**PAGE EXCERPT:**
— Begin —
INTERNATIONAL DESK: Amidst a sharp rise in terror incidents in Pakistan following the Taliban’s takeover of Kabul in August last year, the Tehreek-e-Taliban Pakistan (TTP) has been reportedly circulating leaflets in Afghanistan seeking donations to support their “Jihad” across the Durand Line.
Leaflets were found circulating on social media, asking people in Afghanistan’s Khost province to donate to support their jihad in Pakistan.
“We’re doing what our brothers (referring to Afghanistan Taliban) used to do (collect donations) in Pakistan”, one TTP personnel from Pakistan’s Waziristan was reported as saying by local vernacular media.
TTP, a conglomerate of ethnic Pashtun Islamist militant groups, operates from Pakistan’s north-western tribal area of North Waziristan and has been fighting the Pakistani state in various forms since 2007.
“Despite massive military operations against the TTP by the Pakistan military and US ‘droning’, this global jihadi organization of anti-Pak orientation has survived. It has intensified offensive against the government forces across the border ringing the first alarm bells that terror outfits are leveraging the Taliban’s takeover in Afghanistan to launch cross-border attacks,” said the International Forum for Rights and Security (IFFRAS), a Canada based think tank.
The development comes at a time when terror incidents in Pakistan are on a rise, with terror incidents in the country increasing by a whopping 56 per cent in the year 2021, with the majority of the terror attacks taking place in the later months, after the Taliban takeover of Kabul in August.
At least 388 people died and another 600 were wounded in terrorist attacks in the country in 2021, according to Islamabad-based think tank Pakistan Institute for Conflict and Security Studies.
— End —
**EXCERPTED DATA:**
— Begin —
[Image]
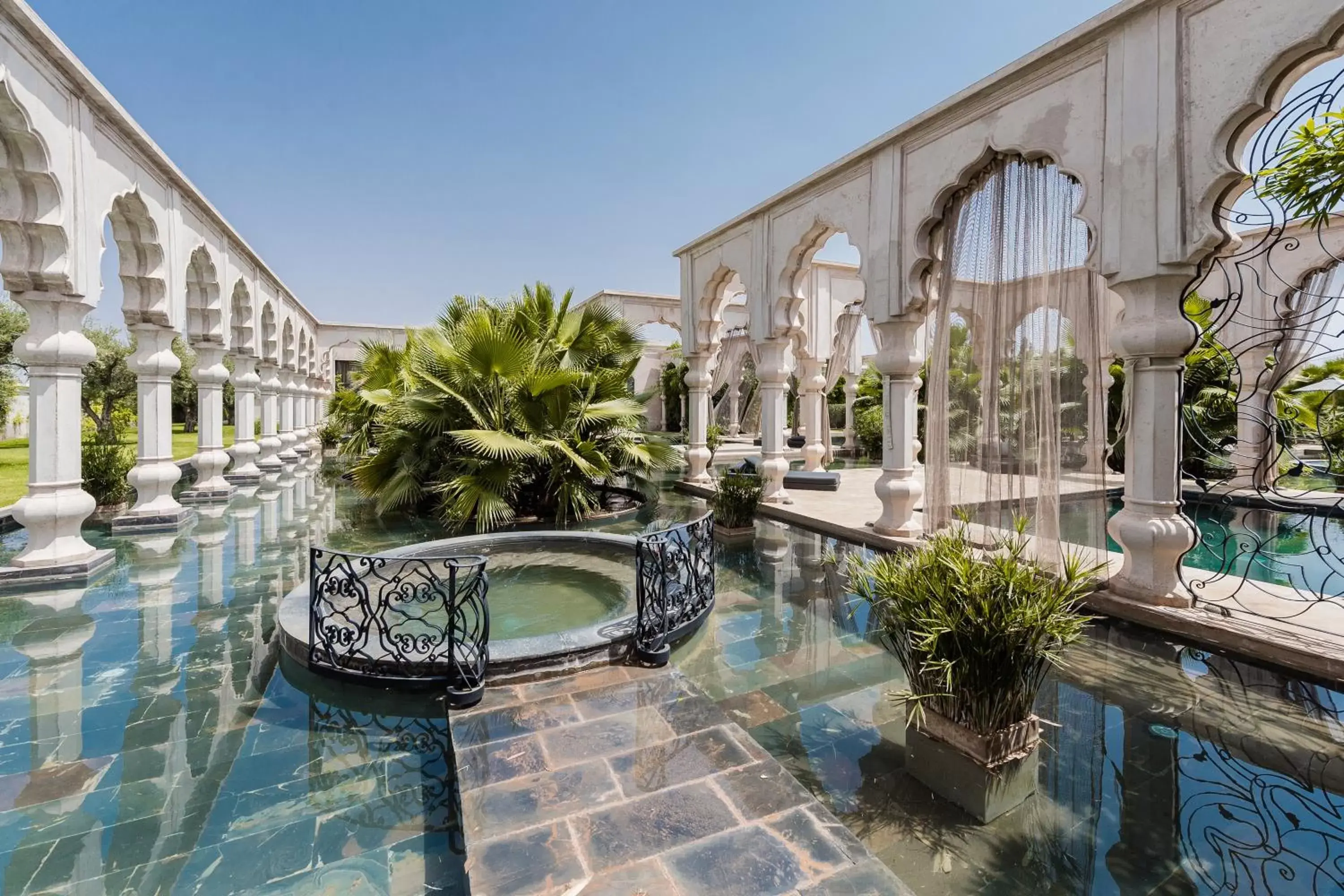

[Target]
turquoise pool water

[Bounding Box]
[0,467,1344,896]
— End —
— Begin —
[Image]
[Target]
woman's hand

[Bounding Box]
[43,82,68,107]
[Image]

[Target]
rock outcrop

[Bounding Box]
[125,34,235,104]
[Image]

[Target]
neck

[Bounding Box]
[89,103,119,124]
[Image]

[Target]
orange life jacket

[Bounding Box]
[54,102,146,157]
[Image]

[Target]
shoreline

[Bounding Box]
— End —
Reproduce, without alteration, the passage of the news report on Tehreek-e-Taliban Pakistan leaflets that opens with the words containing "Leaflets were found" and closes with "forms since 2007.".

Leaflets were found circulating on social media, asking people in Afghanistan’s Khost province to donate to support their jihad in Pakistan.
“We’re doing what our brothers (referring to Afghanistan Taliban) used to do (collect donations) in Pakistan”, one TTP personnel from Pakistan’s Waziristan was reported as saying by local vernacular media.
TTP, a conglomerate of ethnic Pashtun Islamist militant groups, operates from Pakistan’s north-western tribal area of North Waziristan and has been fighting the Pakistani state in various forms since 2007.